- [What is needed] The entries below should appear again in your reply, word for word.

── Information

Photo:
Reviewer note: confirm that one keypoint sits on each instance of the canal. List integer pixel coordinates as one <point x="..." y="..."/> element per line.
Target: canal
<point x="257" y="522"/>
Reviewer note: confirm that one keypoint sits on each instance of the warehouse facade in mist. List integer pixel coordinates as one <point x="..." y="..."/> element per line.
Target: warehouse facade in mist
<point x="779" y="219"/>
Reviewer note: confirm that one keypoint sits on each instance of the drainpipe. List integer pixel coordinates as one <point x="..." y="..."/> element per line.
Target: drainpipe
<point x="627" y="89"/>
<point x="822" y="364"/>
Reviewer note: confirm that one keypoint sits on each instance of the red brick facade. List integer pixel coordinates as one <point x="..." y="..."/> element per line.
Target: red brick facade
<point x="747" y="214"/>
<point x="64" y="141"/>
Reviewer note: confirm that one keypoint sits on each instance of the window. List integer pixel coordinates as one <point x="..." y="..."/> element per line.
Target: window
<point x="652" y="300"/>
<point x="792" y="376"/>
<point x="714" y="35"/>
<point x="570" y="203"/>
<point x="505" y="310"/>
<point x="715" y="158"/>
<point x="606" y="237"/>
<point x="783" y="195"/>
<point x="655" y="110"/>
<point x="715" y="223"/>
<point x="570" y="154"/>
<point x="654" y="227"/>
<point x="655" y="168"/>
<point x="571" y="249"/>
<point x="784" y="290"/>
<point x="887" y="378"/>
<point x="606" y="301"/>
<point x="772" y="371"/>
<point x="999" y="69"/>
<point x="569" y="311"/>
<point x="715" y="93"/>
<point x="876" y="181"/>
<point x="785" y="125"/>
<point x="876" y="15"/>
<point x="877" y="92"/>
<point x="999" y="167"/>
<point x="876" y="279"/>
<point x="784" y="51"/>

────

- [Result of the exercise]
Photo:
Reviewer note: confirm that one keypoint sits on each instance of the canal. List integer pixel coordinates as one <point x="..." y="..."/> element per line.
Target: canal
<point x="257" y="522"/>
Reviewer note: confirm that one keypoint sits on each instance of the warehouse facade in mist. List integer pixel coordinates as one <point x="..." y="..."/> element per line.
Target: warehouse facade in mist
<point x="779" y="219"/>
Reviewer note: confirm that one keypoint sits on each instance of the drainpipe. List integer pixel coordinates as one <point x="..." y="..."/> element per line.
Target: drainpipe
<point x="627" y="89"/>
<point x="822" y="364"/>
Reviewer note: confirm that one keypoint sits on each instance of the red brick facade. List integer pixel coordinates as one <point x="..." y="..."/> element per line.
Target: red brick facade
<point x="747" y="214"/>
<point x="64" y="141"/>
Reviewer note: confirm that one keypoint sits on each instance of the window. List integer pixel coordinates as one <point x="..." y="..."/> element per line.
Target: window
<point x="652" y="300"/>
<point x="792" y="376"/>
<point x="714" y="35"/>
<point x="570" y="203"/>
<point x="505" y="310"/>
<point x="715" y="158"/>
<point x="606" y="237"/>
<point x="783" y="195"/>
<point x="655" y="110"/>
<point x="715" y="223"/>
<point x="570" y="154"/>
<point x="654" y="227"/>
<point x="655" y="168"/>
<point x="571" y="249"/>
<point x="784" y="290"/>
<point x="887" y="378"/>
<point x="606" y="301"/>
<point x="772" y="371"/>
<point x="999" y="69"/>
<point x="569" y="311"/>
<point x="715" y="93"/>
<point x="876" y="181"/>
<point x="785" y="125"/>
<point x="876" y="15"/>
<point x="877" y="92"/>
<point x="999" y="167"/>
<point x="876" y="279"/>
<point x="784" y="51"/>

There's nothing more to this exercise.